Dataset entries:
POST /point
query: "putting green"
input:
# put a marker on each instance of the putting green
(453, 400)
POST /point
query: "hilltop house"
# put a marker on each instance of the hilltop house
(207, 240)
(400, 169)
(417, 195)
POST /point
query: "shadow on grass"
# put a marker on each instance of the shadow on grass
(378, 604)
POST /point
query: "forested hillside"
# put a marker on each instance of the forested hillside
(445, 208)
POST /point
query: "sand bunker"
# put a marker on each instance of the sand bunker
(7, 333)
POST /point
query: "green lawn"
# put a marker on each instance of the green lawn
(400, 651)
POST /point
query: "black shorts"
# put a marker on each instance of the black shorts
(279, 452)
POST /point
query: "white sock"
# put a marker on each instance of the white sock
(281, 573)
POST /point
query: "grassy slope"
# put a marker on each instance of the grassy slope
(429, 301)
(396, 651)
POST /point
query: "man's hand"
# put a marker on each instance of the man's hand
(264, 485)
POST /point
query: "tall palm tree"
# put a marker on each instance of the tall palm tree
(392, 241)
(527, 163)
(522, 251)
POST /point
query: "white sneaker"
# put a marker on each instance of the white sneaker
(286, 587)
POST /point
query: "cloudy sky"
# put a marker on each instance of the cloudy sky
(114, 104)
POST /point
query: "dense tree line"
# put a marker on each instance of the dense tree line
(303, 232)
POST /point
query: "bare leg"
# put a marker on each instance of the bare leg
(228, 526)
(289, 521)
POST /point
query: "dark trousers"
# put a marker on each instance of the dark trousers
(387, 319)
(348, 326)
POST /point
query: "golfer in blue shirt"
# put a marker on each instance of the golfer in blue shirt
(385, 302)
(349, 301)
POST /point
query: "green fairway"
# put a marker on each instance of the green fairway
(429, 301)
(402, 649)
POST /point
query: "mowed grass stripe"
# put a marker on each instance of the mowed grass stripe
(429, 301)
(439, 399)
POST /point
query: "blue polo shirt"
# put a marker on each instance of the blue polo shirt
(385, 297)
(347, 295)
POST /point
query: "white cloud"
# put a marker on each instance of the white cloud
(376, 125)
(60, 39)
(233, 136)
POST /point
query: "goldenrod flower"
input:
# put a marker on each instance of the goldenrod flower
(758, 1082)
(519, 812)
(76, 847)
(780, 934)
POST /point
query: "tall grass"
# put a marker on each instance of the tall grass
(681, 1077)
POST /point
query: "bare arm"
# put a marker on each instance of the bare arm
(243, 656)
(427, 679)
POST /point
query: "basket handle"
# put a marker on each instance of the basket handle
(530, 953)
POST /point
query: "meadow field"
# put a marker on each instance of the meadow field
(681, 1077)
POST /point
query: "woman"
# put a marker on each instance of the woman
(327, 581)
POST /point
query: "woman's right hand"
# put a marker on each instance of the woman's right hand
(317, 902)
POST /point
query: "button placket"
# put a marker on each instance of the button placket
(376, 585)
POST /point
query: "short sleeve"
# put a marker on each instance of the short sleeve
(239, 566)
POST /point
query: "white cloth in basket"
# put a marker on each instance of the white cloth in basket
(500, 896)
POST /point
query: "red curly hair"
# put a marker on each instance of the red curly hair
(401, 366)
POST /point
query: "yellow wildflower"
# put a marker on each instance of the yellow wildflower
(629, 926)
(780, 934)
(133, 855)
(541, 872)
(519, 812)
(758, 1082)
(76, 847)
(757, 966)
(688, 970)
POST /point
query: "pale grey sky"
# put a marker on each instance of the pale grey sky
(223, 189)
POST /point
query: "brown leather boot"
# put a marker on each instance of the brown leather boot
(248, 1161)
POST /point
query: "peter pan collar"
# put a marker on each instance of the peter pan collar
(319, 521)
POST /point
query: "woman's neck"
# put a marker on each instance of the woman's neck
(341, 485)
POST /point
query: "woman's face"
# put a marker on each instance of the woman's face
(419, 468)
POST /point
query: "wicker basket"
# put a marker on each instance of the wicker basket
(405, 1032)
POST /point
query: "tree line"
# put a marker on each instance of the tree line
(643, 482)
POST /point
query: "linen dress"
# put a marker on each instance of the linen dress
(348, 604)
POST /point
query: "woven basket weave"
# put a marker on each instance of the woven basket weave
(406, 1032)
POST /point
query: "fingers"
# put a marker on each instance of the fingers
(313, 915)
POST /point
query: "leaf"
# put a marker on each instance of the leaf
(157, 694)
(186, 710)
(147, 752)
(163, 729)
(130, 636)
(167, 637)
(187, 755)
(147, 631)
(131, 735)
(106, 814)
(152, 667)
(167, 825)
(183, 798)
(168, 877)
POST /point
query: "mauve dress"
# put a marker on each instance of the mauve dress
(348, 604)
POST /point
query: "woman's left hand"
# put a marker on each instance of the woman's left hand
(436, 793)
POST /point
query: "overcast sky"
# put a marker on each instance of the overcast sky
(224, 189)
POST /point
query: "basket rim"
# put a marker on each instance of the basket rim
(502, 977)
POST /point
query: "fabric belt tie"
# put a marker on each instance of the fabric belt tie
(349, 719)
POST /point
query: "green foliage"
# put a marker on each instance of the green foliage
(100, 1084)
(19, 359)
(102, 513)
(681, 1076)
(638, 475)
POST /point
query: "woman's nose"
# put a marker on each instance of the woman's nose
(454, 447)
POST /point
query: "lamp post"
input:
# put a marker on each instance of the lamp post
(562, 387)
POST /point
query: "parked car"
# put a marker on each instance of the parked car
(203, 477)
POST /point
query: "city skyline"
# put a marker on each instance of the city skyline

— AIM OF THE TASK —
Exactly and without omission, set down every entry.

— FINISHED EXERCISE —
POST /point
query: "putting green"
input:
# put a marker on each instance of the putting green
(453, 400)
POST /point
query: "hilltop house"
# put a marker on each instance of the hilltop house
(207, 240)
(400, 169)
(417, 195)
POST /point
query: "shadow on grass"
# put a marker on each instance of the shadow on grass
(378, 604)
POST /point
query: "forested hillside"
# put a marker on each instance of the forested hillside
(445, 208)
POST /point
query: "sand bunker"
# put a marker on each instance of the sand bunker
(7, 333)
POST /point
query: "green lawn"
# put a marker on each instance of the green lawn
(400, 651)
POST /point
query: "black shorts"
# put a marker on each instance of the black shorts
(279, 452)
POST /point
query: "white sock"
# put a marker on each instance of the white sock
(281, 573)
POST /point
query: "grassy slope"
# put a marker on each instance of the grassy slope
(429, 301)
(396, 651)
POST /point
query: "man's hand"
# put a marker on each instance of the man's hand
(264, 485)
POST /point
query: "tall palm tree"
# put a marker on each instance of the tall palm tree
(392, 241)
(527, 163)
(522, 251)
POST /point
query: "white sneaker"
# put a marker on each instance of the white sneaker
(286, 587)
POST /point
query: "cloudy sky"
# put a marker on each instance of the cloudy sky
(114, 104)
POST /point
query: "dense tree line"
# put a marker on each instance of the dense tree line
(303, 232)
POST /point
query: "bare leg"
# put a marker on each instance of the bare leg
(228, 526)
(289, 521)
POST /point
query: "dark trousers"
# put a marker on each instance of the dark trousers
(387, 319)
(348, 326)
POST /point
query: "golfer in blue shirt"
# put a marker on each instance of the golfer in blue shirt
(385, 302)
(349, 301)
POST /point
query: "green fairway"
# put a marker on each instance of the green fairway
(429, 301)
(402, 649)
POST /point
query: "mowed grass stripe"
# put a marker on each instance of the mowed grass stripe
(429, 301)
(439, 399)
POST /point
query: "blue polo shirt"
# put a marker on each instance of the blue polo shirt
(385, 297)
(347, 295)
POST /point
query: "white cloud"
# put a marker on each instance of the white cloud
(376, 125)
(60, 39)
(233, 136)
POST /point
query: "goldenrod flower"
input:
# put a marker on each instance of the goldenrod flower
(758, 1082)
(519, 812)
(76, 847)
(780, 934)
POST /point
query: "tall grass"
# put a marker on each instance of the tall grass
(681, 1077)
POST /point
query: "bare arm"
# put a marker on each instance of the bare arm
(243, 656)
(427, 679)
POST /point
query: "basket handle"
# put a marker on each instance of the basket handle
(530, 953)
POST /point
query: "meadow field"
# put a marker on each instance of the meadow field
(681, 1077)
POST /point
query: "woman"
# put a marker on each instance of the woman
(327, 581)
POST /point
query: "woman's right hand"
# put a marker on each instance of the woman's right hand
(317, 902)
POST /point
query: "button placket"
# put a marker on each instance of the button placket
(376, 585)
POST /point
query: "short sleeve"
# put a marker on each instance of the short sleeve
(239, 566)
POST /point
query: "white cloth in basket"
# put a marker on each instance of the white cloth in basket
(500, 896)
POST /point
query: "red curly hair"
# put a marker on each instance of the red curly hair
(401, 366)
POST /point
query: "yellow wildflower"
# put a marker on each instance of the yellow wildflower
(629, 926)
(780, 934)
(133, 855)
(541, 872)
(519, 812)
(758, 1082)
(76, 847)
(757, 966)
(688, 970)
POST /point
query: "pale grey sky"
# put a marker on each instance of the pale grey sky
(223, 189)
POST /point
query: "brown leather boot"
# put a marker on each instance of the brown leather boot
(248, 1161)
POST /point
query: "peter pan collar"
# put a marker on each instance of the peter pan collar
(319, 521)
POST /point
query: "woman's neck"
# put a marker on each instance of the woman's neck
(341, 485)
POST /point
query: "woman's face"
# put a marker on each instance of the woman's face
(419, 468)
POST /point
query: "wicker basket"
# put a marker on each instance of the wicker basket
(405, 1032)
POST /point
query: "tree line"
# put a marker on each instance of the tree line
(643, 482)
POST /point
query: "linen dress"
# put a marker on each instance of the linen dress
(348, 604)
POST /point
query: "woven basket weave"
# put a marker on each instance of the woven basket weave
(406, 1032)
POST /point
query: "fingers"
# put a marker on each instance of the fingers
(313, 915)
POST /point
query: "leaf"
# put a marker on each instance of the leaf
(157, 694)
(186, 710)
(147, 752)
(163, 729)
(130, 636)
(167, 637)
(187, 755)
(147, 631)
(131, 735)
(106, 814)
(152, 667)
(167, 825)
(183, 798)
(168, 877)
POST /point
query: "mauve dress"
# put a marker on each instance of the mauve dress
(348, 604)
POST /point
query: "woman's left hand"
# put a marker on each instance of the woman's left hand
(436, 793)
POST /point
query: "overcast sky"
# put a marker on each instance of the overcast sky
(224, 189)
POST /point
query: "basket rim"
# put a marker on each instance of the basket rim
(502, 977)
POST /point
query: "fabric belt tie"
# put a marker on each instance of the fabric belt tie
(349, 719)
POST /point
query: "green foliage"
# put a marker on each instance of the green foliage
(100, 1084)
(19, 359)
(102, 513)
(681, 1076)
(638, 475)
POST /point
query: "woman's nose"
# put a marker on each instance of the woman's nose
(454, 447)
POST /point
query: "lamp post"
input:
# put a marker on each instance of the lamp post
(562, 387)
POST /point
query: "parked car"
# put a marker on each instance of the parked car
(203, 477)
POST /point
query: "city skyline"
# put a marker on each instance of the city skyline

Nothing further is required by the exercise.